To do
Pick out every line in the entries below that contains the string "grassy", and copy each one. Case counts when matching.

Given information
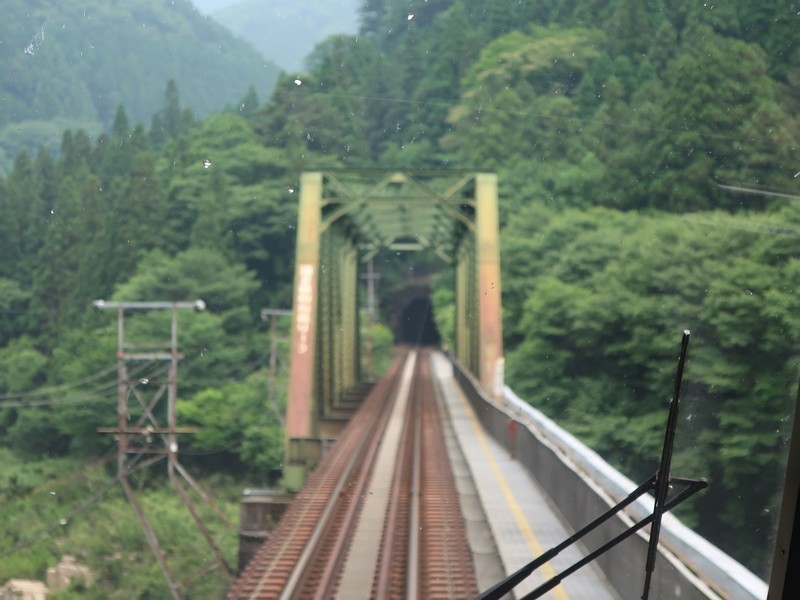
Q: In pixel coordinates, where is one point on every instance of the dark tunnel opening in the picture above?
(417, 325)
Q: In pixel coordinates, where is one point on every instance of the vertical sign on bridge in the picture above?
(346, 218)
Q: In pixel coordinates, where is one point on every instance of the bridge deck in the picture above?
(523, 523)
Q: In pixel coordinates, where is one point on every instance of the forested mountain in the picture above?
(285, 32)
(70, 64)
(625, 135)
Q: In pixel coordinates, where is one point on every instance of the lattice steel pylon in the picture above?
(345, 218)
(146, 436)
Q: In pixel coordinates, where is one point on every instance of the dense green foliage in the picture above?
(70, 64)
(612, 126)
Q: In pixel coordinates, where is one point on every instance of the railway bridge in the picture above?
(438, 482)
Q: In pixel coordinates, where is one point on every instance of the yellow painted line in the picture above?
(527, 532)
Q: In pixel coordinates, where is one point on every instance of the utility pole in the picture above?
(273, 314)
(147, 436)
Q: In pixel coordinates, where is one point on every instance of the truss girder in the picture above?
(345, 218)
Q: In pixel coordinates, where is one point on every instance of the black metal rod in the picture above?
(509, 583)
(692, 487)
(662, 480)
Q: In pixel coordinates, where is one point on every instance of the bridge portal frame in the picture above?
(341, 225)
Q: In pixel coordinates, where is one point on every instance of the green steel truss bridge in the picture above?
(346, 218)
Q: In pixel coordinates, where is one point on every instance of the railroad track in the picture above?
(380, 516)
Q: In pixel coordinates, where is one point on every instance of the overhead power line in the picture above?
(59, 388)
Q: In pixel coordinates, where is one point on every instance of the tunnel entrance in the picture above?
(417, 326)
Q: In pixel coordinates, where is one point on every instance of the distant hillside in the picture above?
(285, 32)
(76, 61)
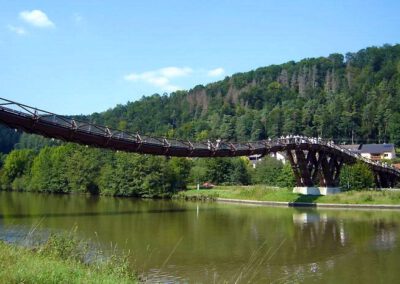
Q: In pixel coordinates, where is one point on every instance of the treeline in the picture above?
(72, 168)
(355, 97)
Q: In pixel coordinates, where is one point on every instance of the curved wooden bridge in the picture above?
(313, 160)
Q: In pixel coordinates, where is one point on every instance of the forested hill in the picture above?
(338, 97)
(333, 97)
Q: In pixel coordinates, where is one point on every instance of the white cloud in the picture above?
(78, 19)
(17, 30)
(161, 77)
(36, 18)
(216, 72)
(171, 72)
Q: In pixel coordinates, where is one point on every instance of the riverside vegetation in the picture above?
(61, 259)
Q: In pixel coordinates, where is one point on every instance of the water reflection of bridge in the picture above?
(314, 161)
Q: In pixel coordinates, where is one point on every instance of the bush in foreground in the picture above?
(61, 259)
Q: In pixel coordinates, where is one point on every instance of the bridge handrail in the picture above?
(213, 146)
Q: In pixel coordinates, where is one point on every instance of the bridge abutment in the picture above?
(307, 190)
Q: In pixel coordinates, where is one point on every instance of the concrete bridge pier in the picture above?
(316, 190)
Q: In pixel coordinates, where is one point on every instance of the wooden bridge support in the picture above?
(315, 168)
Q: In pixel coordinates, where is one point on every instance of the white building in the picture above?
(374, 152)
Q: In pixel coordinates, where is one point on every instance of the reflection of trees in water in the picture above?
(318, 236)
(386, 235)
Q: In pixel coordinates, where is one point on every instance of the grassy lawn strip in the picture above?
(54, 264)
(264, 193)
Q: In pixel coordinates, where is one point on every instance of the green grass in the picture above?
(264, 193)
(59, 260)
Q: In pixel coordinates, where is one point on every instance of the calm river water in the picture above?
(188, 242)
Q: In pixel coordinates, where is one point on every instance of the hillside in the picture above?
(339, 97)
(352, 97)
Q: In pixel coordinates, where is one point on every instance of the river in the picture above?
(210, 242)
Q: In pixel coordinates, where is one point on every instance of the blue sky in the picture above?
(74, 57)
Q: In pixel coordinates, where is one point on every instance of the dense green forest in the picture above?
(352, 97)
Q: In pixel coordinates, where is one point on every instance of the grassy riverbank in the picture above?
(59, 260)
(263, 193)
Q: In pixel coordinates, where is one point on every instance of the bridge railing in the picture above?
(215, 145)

...

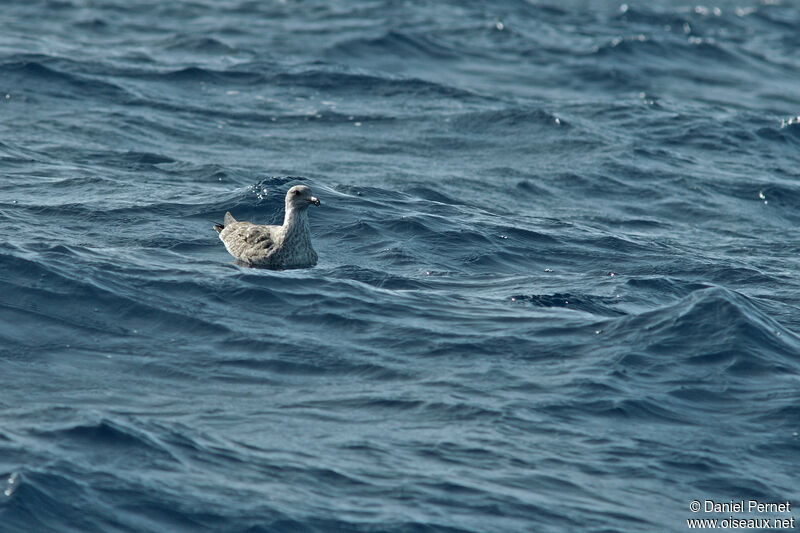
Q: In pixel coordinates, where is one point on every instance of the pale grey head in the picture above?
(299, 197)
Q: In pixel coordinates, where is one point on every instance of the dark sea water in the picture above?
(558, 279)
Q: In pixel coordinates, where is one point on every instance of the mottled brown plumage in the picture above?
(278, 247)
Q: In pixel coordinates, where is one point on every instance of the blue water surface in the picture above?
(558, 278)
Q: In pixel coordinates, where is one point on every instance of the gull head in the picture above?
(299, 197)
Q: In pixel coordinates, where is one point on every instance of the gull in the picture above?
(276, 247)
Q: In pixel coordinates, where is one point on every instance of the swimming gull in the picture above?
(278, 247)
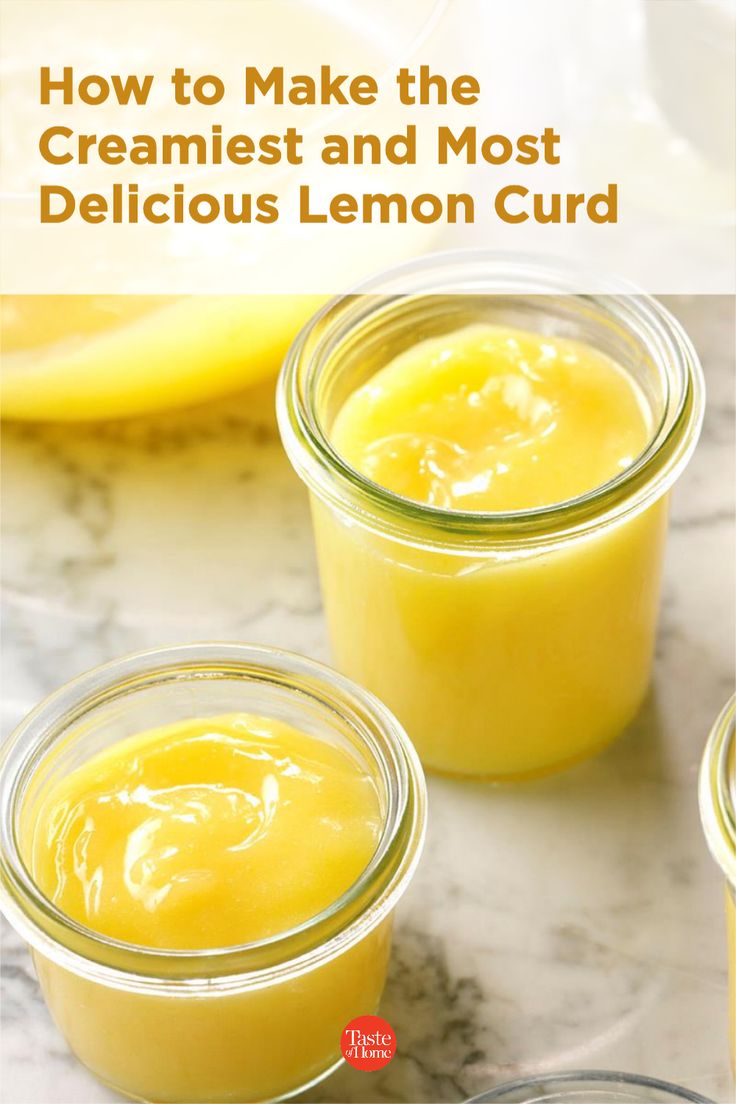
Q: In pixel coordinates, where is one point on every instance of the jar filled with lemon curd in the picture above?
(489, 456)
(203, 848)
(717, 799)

Problem solution
Q: In pixel coordinates, where is one point on every instance of the grassy lawn strip in the picture above?
Q: In pixel coordinates, where is one point on every instance of the grassy riverbank in the picture above?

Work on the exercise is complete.